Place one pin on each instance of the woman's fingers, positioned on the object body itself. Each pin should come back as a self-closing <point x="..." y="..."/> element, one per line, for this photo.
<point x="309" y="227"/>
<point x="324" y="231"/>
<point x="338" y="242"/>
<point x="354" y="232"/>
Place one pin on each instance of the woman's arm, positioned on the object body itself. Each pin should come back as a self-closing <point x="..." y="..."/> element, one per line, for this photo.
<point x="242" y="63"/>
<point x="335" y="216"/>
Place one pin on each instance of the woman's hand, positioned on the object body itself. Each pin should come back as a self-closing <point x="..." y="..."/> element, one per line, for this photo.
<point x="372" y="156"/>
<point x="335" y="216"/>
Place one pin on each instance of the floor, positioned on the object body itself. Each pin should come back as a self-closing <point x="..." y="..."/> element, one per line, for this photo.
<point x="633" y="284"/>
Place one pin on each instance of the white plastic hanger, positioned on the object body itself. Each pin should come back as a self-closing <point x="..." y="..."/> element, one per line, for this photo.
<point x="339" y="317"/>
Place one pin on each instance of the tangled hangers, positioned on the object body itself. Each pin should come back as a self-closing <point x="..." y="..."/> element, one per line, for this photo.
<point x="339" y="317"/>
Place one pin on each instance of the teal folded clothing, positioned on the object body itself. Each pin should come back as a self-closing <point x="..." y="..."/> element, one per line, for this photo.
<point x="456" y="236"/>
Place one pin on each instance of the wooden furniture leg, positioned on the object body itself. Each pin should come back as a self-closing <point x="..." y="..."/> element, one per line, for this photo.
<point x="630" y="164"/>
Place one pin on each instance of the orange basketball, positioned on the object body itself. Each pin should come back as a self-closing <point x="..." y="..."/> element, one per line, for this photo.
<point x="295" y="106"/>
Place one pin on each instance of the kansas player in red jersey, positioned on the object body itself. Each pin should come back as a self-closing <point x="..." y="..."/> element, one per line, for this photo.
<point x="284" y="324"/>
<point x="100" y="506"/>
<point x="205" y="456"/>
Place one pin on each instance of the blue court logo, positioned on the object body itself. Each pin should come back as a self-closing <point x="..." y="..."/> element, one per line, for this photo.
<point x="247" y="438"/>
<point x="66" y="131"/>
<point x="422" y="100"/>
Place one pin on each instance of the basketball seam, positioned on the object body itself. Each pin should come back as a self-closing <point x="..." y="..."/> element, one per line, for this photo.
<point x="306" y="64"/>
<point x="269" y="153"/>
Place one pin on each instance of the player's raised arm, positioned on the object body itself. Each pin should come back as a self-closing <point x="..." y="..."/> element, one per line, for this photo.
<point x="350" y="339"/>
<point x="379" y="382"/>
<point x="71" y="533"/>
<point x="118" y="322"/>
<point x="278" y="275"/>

**What you should do**
For the records above, restate every line word for word.

**Response for this exercise**
Place one pin on each instance of the woman's fingers, positioned on the object body itself. Each pin should come back as a self-closing <point x="..." y="..."/> element, one per line, for this photo.
<point x="309" y="227"/>
<point x="324" y="231"/>
<point x="338" y="242"/>
<point x="354" y="232"/>
Place one pin on each instance of the woman's arm, positioned on the object body itself. Each pin should come back as a self-closing <point x="..." y="..."/> element, one per line, for this photo.
<point x="242" y="63"/>
<point x="335" y="216"/>
Place one pin on each instance of the woman's hand, positioned on the object body itself. Each pin should come back as a self-closing <point x="..." y="..."/> element, one per line, for this photo.
<point x="372" y="156"/>
<point x="335" y="216"/>
Place one pin on each instance of the floor, positioned on the object body itself. Each pin should come back as a self-closing <point x="..." y="..."/> element, one per line, for this photo.
<point x="633" y="284"/>
Place one pin on each instance of the white plastic hanger, positioned on the object body itself. Each pin should come back as a self-closing <point x="..." y="..."/> element, one per line, for this photo.
<point x="339" y="317"/>
Place one pin on each instance of the tangled hangers, positioned on the object body itself. Each pin should come back as a self-closing <point x="..." y="..."/> element, one per line, for this photo.
<point x="339" y="317"/>
Place one pin on each instance of the teal folded clothing, positioned on the object body itself. Each pin should come back as a self-closing <point x="..." y="..."/> element, one per line, for this photo.
<point x="456" y="236"/>
Place one pin on each instance of the wooden furniture leg, positioned on the object body itself. Each pin should come back as a self-closing <point x="..." y="..."/> element, one per line, for this photo.
<point x="630" y="164"/>
Place one pin on each instance of the orange basketball, positioned on the object body itself. Each pin should come back as a self-closing <point x="..." y="..."/> element, one per line, for this photo.
<point x="295" y="106"/>
Place one pin on each instance of the kansas player in red jersey, positioned on the object body itself. Each pin should come back as a self-closing <point x="..." y="..."/> element, one per line, for this photo.
<point x="284" y="324"/>
<point x="100" y="506"/>
<point x="205" y="456"/>
Place one pin on each instance of the blue court logo, positioned on the object body itself. Each pin should come back as a self-closing <point x="..." y="..."/> element, one per line, for this photo.
<point x="247" y="438"/>
<point x="66" y="131"/>
<point x="422" y="100"/>
Place one pin on each instance of the basketball seam, positioned on the object body itself. Each pin should come back as a self-closing <point x="..." y="..."/> element, one per line, for this photo.
<point x="306" y="64"/>
<point x="269" y="153"/>
Place one pin on each instance of the player's raised arm, positioned on the object body itself. Each pin should come back as a self-closing <point x="..." y="..."/> element, one per line, for this photo.
<point x="350" y="339"/>
<point x="379" y="382"/>
<point x="71" y="533"/>
<point x="118" y="322"/>
<point x="278" y="275"/>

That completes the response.